__EXERCISE__
Extract from the material below each line that contains the string "distant", reproducing each such line in full.

__DATA FOR THE TASK__
#####
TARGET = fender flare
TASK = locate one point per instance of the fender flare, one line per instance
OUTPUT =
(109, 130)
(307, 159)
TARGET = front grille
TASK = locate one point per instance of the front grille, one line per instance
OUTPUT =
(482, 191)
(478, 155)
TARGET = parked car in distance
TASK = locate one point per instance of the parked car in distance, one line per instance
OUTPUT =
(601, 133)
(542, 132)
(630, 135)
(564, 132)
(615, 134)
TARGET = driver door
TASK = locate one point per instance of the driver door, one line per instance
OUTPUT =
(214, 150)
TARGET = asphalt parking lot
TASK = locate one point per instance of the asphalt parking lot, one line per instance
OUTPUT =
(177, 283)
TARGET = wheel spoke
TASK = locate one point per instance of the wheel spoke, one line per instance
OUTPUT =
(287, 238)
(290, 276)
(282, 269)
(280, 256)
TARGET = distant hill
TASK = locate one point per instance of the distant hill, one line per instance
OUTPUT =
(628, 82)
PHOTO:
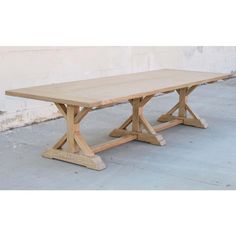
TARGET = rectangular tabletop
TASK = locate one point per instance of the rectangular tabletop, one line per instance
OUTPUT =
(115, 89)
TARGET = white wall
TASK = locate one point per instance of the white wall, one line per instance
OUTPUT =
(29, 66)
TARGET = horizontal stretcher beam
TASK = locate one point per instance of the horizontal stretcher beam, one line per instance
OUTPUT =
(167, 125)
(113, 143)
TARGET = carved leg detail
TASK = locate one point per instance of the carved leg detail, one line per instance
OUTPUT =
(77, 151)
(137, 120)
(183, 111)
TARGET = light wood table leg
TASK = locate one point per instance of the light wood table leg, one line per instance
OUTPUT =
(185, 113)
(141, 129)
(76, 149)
#####
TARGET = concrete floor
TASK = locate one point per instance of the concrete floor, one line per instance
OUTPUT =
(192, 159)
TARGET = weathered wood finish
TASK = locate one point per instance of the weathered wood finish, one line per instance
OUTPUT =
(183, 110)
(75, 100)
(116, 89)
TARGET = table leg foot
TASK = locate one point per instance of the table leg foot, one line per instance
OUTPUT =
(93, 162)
#####
__COMPLETE RESPONSE__
TARGET = distant hill
TASK = locate one point per instance of the distant hill, one line per instance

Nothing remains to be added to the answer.